#### [Your goal]
Format the data from the line containing "Query: Where is the red" through the end as a two-column CSV with the headers input and output, one row per text-and-answer pair. Put each value in a single quoted field and replace line breaks with spaces.

#### [Detection annotation records]
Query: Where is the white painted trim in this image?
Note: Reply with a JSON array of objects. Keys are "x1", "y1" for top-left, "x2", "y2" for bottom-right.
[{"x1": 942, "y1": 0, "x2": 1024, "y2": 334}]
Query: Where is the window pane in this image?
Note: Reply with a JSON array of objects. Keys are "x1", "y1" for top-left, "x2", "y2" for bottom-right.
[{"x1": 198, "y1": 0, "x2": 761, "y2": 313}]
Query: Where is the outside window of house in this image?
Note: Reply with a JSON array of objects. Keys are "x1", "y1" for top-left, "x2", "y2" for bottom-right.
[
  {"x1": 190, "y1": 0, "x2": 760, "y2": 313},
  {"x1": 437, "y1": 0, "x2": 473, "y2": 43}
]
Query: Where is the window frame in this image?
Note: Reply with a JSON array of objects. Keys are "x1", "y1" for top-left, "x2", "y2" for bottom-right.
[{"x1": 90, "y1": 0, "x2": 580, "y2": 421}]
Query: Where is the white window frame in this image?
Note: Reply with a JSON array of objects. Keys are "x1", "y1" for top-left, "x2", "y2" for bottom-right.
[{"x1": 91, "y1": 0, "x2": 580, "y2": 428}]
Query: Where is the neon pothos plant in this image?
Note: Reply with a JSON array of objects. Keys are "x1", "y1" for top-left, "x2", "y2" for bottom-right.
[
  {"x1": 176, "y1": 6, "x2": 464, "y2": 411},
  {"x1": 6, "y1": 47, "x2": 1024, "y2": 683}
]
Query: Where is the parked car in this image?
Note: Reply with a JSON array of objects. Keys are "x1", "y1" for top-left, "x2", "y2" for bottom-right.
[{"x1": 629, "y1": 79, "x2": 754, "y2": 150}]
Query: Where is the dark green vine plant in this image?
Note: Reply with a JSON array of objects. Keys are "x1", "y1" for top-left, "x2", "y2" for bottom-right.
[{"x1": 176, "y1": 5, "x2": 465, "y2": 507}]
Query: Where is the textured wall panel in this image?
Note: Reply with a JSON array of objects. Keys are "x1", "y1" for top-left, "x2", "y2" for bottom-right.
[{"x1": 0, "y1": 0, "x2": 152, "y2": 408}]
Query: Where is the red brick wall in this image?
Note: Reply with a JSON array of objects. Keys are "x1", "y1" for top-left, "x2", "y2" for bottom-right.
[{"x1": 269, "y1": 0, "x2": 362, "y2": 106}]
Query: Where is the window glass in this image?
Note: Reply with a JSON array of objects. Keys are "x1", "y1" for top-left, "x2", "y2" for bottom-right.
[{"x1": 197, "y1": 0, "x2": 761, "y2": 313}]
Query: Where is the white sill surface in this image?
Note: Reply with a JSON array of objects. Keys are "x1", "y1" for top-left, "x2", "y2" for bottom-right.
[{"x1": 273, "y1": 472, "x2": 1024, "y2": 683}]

#### [Correct answer]
input,output
"Query: Where is the red brick wall in this image? Note: Reply with a JSON array of objects. Keys are ""x1"", ""y1"" for top-left, ""x2"", ""y2"" for bottom-right.","[{""x1"": 269, ""y1"": 0, ""x2"": 362, ""y2"": 106}]"
"Query: Where is the window glass in this image? Note: Reply with a JSON array of objects. Keys are ""x1"", ""y1"" for top-left, ""x2"", ""y2"" for bottom-right.","[{""x1"": 197, ""y1"": 0, ""x2"": 761, ""y2"": 313}]"
"Query: Where is the white sill surface in this image? Note: Reply with a JSON array of objects. Keys are ""x1"", ""y1"" for top-left, ""x2"", ""y2"" for bottom-right.","[{""x1"": 273, ""y1"": 472, ""x2"": 1024, ""y2"": 683}]"